FRAGMENT TEKSTU ->

Najmniej zarabiający, którzy do tej pory co roku chętnie wspomagali niepełnosprawnych jednym procentem swojego podatku, nie będą już tego robić – obawiają się organizacje pożytku publicznego oraz rodziny osób dotkniętych przez los.
– Rządzący nie przewidzieli negatywnych skutków w gruncie rzeczy korzystnej dla podatników zmiany, jaką jest podwyższenie kwoty wolnej od
podatku – mówi dr Agnieszka Dudzińska z Uniwersytetu Warszawskiego.
Przypomnijmy, że kwota nieopodatkowanego dochodu ma wzrosnąć od 1 stycznia 2022 r. do 30 tys. zł rocznie, a drugi próg skali podatkowej z 85 528 zł do 120 tys. Tak zakłada projekt Polskiego Ładu przyjęty w ubiegłym tygodniu przez sejmową komisję
finansów publicznych. Na rozpoczynającym się dziś (tj. 29 września) posiedzeniu Sejmu odbędzie się drugie czytanie tego projektu.

Zapisane wpisy

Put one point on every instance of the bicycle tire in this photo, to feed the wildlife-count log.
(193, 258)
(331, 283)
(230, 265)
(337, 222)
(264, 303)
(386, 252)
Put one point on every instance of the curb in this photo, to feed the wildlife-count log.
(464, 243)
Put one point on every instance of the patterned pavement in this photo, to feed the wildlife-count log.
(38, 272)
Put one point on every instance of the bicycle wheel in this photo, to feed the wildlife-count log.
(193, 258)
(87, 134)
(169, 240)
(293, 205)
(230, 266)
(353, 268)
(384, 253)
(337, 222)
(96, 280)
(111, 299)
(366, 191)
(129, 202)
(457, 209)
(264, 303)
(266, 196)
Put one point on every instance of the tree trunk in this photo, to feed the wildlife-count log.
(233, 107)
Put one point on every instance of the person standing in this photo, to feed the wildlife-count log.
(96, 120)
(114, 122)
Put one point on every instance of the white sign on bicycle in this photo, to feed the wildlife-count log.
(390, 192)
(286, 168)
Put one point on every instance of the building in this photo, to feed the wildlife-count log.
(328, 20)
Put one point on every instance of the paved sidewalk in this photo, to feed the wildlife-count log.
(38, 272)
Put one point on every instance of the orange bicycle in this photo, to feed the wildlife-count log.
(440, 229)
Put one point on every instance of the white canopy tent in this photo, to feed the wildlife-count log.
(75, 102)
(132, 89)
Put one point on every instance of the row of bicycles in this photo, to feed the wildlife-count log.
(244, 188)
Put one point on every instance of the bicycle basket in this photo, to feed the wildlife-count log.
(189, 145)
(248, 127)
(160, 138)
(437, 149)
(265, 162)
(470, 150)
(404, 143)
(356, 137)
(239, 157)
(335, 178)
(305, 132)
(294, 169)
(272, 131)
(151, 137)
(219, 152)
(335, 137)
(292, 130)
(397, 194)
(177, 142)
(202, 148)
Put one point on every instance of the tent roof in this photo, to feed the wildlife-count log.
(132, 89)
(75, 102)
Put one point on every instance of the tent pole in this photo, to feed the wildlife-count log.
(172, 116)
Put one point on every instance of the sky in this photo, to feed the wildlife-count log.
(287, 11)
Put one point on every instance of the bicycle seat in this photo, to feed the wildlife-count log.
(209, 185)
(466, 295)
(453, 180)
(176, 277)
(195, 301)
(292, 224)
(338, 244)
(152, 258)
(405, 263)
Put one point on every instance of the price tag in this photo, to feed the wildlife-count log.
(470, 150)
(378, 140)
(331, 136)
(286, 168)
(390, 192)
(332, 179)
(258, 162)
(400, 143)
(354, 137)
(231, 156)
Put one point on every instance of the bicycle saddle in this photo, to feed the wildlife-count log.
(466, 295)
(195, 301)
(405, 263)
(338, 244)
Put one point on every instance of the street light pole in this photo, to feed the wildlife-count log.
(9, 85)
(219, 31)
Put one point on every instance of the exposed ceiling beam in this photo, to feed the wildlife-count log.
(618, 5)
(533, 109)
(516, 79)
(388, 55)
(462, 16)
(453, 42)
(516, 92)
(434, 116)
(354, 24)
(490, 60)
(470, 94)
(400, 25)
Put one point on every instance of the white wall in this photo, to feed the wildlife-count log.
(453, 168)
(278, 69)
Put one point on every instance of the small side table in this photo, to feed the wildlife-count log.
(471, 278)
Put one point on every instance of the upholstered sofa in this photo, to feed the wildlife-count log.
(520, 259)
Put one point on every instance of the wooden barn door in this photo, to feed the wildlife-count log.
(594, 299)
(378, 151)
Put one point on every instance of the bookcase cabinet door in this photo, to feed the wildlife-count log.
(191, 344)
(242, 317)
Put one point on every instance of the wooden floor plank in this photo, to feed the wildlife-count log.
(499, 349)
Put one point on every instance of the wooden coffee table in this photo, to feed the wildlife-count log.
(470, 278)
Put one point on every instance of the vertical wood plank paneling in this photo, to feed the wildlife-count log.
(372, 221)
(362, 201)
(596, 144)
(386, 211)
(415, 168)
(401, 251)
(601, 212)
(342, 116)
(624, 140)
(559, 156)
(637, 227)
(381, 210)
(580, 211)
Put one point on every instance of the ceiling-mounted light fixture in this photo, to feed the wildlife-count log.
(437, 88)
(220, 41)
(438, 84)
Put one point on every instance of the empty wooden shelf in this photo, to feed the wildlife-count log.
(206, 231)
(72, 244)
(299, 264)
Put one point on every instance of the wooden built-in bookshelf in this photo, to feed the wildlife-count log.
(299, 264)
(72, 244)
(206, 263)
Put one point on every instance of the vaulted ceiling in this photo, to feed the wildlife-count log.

ZADANIA DO WYKONANIA ->
a) Przetłumacz na angielski zdanie z fragmentu tekstu: „Na rozpoczynającym się dziś (tj. 29 września) posiedzeniu Sejmu odbędzie się drugie czytanie tego projektu.”
b) Według fragmentu tekstu do jakiej wysokości ma wzrosnąć kwota nieopodatkowanego dochodu od 1 stycznia 2022 r.?
Opieraj się wyłącznie na fragmencie tekstu.

PEŁNE ODPOWIEDZI ->
a) At the session of the Sejm that begins today (i.e., September 29), the second reading of this bill will take place.

b) Do 30 tys. zł rocznie.